Find the line with "[(216, 363), (347, 334), (58, 169), (359, 8)]" in the entries below, then reproduce it and every line after it down to and including the line with "[(135, 109), (66, 173)]", exactly.

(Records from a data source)
^^^^^^^^

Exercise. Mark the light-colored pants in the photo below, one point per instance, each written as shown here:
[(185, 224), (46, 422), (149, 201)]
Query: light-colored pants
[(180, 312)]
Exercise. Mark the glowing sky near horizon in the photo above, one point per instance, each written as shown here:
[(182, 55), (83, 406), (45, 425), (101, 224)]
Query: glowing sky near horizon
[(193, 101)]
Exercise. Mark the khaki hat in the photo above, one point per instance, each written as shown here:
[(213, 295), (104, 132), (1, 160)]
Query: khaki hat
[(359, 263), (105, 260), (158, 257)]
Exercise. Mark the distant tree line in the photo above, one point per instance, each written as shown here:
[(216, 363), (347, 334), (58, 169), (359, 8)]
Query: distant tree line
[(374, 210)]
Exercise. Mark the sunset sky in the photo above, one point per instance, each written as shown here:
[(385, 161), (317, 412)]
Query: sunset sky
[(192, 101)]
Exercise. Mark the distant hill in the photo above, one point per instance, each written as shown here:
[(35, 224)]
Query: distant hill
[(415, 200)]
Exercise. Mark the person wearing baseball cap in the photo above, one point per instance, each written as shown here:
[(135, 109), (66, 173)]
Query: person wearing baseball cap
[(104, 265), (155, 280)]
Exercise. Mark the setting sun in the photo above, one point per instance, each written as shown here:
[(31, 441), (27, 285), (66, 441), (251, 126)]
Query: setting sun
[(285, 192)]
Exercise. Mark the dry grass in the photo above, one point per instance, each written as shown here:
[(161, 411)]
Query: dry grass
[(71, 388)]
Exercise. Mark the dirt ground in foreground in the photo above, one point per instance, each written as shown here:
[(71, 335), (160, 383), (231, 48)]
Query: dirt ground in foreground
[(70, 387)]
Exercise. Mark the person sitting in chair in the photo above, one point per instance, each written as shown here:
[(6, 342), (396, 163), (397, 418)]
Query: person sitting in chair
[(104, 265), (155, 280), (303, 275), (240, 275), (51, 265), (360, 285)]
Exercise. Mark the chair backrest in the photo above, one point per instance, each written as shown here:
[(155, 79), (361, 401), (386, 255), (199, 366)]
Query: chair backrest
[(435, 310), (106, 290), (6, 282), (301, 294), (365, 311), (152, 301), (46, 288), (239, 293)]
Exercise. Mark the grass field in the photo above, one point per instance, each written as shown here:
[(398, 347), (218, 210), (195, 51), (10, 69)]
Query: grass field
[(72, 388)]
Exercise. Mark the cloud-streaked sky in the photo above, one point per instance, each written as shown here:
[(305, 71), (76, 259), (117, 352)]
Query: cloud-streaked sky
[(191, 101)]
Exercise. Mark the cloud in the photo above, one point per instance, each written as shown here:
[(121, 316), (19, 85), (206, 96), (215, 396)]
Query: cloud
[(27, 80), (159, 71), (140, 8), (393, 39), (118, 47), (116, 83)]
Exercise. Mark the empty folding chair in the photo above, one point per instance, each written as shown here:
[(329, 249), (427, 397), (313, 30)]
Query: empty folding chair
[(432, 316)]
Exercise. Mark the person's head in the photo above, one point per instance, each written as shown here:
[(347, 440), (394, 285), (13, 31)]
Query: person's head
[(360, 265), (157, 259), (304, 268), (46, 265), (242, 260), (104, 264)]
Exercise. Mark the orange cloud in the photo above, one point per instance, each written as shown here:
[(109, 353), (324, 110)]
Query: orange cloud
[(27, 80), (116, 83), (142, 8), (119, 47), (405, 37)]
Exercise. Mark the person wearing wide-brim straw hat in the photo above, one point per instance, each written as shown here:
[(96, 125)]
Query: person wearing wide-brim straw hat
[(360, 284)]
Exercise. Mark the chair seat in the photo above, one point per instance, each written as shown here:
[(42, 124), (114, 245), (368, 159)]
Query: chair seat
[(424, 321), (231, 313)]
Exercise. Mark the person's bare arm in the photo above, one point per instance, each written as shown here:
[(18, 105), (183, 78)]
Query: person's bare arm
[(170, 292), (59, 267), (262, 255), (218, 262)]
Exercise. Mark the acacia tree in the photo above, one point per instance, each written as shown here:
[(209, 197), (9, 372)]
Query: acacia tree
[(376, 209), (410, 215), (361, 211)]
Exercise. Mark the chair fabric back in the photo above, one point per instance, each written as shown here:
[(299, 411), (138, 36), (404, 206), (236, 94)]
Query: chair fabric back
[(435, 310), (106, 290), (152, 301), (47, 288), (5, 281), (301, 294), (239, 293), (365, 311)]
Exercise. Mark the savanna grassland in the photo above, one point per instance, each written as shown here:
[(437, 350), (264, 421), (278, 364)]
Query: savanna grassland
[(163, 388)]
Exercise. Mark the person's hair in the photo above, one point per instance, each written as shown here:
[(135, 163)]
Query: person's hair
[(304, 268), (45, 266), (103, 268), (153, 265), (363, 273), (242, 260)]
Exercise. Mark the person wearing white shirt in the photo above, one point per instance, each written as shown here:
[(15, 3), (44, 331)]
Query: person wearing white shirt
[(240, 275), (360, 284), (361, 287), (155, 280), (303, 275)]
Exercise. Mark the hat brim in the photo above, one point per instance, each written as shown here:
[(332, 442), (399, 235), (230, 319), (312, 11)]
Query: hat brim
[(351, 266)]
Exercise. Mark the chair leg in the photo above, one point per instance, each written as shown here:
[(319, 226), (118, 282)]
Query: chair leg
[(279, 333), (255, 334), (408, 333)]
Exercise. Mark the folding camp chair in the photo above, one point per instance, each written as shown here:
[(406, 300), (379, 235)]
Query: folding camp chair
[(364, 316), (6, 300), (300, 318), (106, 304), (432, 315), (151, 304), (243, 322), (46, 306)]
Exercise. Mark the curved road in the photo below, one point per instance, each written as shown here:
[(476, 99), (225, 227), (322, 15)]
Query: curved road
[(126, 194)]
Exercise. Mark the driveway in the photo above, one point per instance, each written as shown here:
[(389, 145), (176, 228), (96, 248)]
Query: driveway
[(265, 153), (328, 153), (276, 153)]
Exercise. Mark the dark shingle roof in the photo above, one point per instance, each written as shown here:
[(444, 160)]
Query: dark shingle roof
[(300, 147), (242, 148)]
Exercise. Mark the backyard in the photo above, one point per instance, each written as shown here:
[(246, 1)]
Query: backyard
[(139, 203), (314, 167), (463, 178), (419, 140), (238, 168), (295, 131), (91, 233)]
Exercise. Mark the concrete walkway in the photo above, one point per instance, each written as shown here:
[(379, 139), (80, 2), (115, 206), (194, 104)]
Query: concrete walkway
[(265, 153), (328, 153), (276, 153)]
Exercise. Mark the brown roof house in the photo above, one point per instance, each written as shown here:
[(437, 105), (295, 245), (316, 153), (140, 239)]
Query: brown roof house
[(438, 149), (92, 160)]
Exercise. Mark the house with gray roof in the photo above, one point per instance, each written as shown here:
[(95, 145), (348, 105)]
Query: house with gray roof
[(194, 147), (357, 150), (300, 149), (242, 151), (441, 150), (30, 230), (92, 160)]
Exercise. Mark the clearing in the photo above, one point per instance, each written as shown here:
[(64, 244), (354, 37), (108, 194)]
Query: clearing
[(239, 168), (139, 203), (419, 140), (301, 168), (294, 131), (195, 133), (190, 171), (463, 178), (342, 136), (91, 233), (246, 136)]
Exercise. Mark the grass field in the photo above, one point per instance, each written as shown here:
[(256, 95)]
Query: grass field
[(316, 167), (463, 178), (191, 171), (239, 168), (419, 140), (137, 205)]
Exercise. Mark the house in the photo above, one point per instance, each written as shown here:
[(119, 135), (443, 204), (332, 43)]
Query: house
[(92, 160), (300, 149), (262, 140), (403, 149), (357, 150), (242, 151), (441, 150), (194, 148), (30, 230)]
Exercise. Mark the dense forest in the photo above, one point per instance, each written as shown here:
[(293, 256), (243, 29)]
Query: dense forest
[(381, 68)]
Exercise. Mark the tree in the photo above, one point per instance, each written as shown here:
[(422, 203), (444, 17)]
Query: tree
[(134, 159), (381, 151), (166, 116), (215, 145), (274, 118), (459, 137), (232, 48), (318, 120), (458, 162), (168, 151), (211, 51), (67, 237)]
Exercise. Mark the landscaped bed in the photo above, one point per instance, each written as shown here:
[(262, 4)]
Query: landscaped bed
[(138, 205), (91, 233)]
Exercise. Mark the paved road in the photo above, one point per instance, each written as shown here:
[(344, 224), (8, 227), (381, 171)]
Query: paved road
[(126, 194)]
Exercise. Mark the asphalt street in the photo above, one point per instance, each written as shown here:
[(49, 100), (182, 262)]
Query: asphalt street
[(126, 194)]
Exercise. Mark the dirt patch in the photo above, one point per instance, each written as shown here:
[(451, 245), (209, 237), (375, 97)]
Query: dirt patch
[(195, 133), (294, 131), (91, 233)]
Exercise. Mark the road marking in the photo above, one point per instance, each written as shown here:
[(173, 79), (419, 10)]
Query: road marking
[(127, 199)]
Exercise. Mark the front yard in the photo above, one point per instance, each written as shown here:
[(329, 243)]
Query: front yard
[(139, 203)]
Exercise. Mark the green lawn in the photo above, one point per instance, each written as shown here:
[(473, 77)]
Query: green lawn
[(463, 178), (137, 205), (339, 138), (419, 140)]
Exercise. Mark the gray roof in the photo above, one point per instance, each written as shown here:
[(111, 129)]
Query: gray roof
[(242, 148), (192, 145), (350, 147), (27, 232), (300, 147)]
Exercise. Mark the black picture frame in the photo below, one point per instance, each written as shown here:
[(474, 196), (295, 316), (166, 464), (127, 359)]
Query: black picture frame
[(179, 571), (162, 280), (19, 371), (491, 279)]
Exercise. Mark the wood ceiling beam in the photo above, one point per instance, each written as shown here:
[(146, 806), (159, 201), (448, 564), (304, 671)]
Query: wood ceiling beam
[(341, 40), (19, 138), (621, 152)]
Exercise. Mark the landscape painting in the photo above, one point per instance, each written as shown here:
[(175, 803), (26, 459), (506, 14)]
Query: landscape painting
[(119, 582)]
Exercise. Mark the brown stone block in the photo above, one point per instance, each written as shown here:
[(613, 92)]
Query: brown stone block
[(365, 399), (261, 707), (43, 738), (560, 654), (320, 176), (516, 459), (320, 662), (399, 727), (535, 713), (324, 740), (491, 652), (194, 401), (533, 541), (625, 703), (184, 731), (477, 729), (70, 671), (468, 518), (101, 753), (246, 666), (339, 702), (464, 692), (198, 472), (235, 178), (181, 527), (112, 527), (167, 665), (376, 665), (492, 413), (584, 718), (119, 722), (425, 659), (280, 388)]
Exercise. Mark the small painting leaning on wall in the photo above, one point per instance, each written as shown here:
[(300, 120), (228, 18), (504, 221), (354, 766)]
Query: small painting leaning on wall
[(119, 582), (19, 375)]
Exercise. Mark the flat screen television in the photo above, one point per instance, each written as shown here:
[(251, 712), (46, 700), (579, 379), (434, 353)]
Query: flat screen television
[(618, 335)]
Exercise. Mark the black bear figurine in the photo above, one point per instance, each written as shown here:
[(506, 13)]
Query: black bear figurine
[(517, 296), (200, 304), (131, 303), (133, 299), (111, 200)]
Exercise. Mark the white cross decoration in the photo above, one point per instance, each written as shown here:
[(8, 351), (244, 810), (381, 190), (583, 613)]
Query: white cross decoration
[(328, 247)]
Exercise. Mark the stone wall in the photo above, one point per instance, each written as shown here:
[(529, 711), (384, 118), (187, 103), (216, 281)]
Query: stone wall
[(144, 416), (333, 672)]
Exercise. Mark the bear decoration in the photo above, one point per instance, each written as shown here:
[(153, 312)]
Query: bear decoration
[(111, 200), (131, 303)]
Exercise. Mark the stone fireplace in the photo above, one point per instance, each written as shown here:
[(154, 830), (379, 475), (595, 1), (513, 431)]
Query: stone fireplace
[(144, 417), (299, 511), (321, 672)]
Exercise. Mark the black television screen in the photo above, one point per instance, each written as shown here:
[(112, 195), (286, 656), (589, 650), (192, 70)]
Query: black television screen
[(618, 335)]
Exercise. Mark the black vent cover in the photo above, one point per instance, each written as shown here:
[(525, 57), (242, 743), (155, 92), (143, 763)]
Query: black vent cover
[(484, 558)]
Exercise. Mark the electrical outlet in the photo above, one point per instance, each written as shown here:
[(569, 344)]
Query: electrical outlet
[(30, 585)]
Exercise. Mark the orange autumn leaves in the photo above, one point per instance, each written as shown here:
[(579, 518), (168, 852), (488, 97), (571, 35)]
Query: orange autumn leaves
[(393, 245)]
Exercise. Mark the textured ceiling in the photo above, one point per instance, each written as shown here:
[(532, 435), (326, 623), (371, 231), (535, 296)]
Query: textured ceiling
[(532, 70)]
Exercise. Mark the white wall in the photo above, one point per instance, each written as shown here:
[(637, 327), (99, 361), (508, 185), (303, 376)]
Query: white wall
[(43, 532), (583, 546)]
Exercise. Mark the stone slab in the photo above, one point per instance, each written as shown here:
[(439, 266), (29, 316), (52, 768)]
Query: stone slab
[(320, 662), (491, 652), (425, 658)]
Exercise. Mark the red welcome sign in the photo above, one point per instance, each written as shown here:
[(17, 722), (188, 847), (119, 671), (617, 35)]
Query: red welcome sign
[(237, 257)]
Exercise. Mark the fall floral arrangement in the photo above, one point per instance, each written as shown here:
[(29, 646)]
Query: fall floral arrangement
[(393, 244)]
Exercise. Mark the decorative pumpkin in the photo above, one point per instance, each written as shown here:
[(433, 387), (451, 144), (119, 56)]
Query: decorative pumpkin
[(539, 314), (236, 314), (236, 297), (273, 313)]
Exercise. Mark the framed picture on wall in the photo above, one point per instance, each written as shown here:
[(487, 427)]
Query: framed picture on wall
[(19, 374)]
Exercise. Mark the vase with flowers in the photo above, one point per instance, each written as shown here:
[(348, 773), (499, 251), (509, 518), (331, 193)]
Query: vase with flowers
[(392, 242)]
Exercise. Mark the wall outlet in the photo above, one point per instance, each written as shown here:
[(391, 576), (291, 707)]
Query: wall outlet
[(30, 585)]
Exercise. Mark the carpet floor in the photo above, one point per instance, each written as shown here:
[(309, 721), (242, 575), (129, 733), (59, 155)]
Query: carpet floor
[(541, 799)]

^^^^^^^^

§ **SOLUTION BELOW**
[(216, 363), (347, 334), (58, 169), (359, 8)]
Query: distant tree line
[(374, 210)]
Exercise. Mark the sunset sky in the photo above, one point per instance, each written as shown here:
[(385, 161), (317, 412)]
Query: sunset sky
[(192, 101)]
Exercise. Mark the distant hill in the photo above, one point per instance, each written as shown here:
[(35, 224)]
Query: distant hill
[(415, 200)]
Exercise. Mark the person wearing baseball cap in the photo above, one point per instance, each written as shown here:
[(135, 109), (66, 173)]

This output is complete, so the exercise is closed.